**PAGE EXTRACT:**
╔══
Ruin from California released one demo back in 1991 before disbanding. This compilation contains recordings of those tracks as well as new music released by the band on various splits since reforming in 2015. The style here is death/doom but don’t let that by-now prosaic description chase you away: the two components are perfect counterparts on these songs, the death metal grinding in irreverent Impetigo fashion while the doom straddles the chest with claws around the throat. This is truly punishing extreme metal, at home in the rumbling low end, with each motion carrying the bite and spite of the flagellant’s whip.

There is a refreshing unambiguity about these songs. Chord changes traverse discrete intervals across the spectrum yet retain consistency of dark, dissonant tone throughout. Never shy of breaking into an impromptu skank beat when the muse calls, Ruin hearken back to the the early 90s when bands like Impetigo, Hideous Mangleus, Phantasm, and Hemdale bled the edges between death metal and punk to present a specifically gruesome vision. Liberal use of audio clips from macabre horror and 911 telephone calls might make the overly serious listener dismiss the band as parody, but to the vast majority of the underground that came of age with horror cinema and metal as constant companions, these flourishes are joyous relics of a time our music has unfortunately forgotten about and genuinely add to the depraved atmosphere Ruin strive for.
╚══
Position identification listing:
╔══
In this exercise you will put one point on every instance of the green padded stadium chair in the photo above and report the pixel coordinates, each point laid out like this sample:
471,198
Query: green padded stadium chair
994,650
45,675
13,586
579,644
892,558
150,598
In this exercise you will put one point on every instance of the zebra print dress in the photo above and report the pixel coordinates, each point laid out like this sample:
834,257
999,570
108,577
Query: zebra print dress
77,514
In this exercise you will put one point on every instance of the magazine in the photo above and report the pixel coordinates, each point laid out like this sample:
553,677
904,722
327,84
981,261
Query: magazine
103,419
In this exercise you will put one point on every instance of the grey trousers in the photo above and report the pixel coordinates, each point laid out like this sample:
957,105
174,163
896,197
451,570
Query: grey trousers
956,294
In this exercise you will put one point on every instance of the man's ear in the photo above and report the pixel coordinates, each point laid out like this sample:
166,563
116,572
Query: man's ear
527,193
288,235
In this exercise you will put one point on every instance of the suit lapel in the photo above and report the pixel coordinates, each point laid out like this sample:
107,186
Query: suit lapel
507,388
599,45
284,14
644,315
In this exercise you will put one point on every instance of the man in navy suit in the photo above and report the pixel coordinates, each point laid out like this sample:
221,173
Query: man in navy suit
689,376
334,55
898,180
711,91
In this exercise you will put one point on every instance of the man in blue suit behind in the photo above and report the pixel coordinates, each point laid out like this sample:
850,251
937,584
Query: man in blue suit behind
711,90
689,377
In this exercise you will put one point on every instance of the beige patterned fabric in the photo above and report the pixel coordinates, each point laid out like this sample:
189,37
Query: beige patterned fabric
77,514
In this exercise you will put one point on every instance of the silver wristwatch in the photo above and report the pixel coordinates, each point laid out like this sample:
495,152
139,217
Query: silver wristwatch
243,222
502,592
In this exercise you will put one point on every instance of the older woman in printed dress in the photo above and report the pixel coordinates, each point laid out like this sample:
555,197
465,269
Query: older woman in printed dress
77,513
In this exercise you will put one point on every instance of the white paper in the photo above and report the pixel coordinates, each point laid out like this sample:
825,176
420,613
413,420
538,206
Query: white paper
╚══
**TASKS FOR THIS EXERCISE:**
a. According to the review of Ruin's compilation, in what year did the band reform?
b. Repeat the passage from the Ruin review, starting at "Ruin from California" and ending at "the flagellant’s whip.".
c. Write the next part of the review of Ruin's compilation, picking up after its final sentence.
The listing has nothing to do with the review.

**RESULTS FOR EACH TASK:**
a. 2015

b.
Ruin from California released one demo back in 1991 before disbanding. This compilation contains recordings of those tracks as well as new music released by the band on various splits since reforming in 2015. The style here is death/doom but don’t let that by-now prosaic description chase you away: the two components are perfect counterparts on these songs, the death metal grinding in irreverent Impetigo fashion while the doom straddles the chest with claws around the throat. This is truly punishing extreme metal, at home in the rumbling low end, with each motion carrying the bite and spite of the flagellant’s whip.

c.
It never ceases to amuse me when newer, politically “woke” listeners try to drag extreme metal into the realm of social conscience by equating it with ethical notions like justice. Singing pro-this and anti-that lyrics over randomly distorted music that only tenuously borrows tropes from death metal and black metal does not make it so. Through all the years of listening to this music, I can honestly say that not once have I associated extreme metal with issues of social import. I have been empowered by it, certainly, but at no time has it made me feel like extending that empowerment to others or taking up cudgels on behalf of those that are “oppressed”. I have considered it an intensely private and individualistic music, advanced by an unremittingly bleak view of mass humanity that is almost Darwinist in tone. The virtues I have detected and interpreted in it have been founded on contempt for others’ existential turpitude. One might say that I am merely feeding my own personal misanthropy into the music and drawing false inferences, but I turn that observation around at the musicians in Ruin and the many other true death metal and black metal bands of history, and ask: is that not really so?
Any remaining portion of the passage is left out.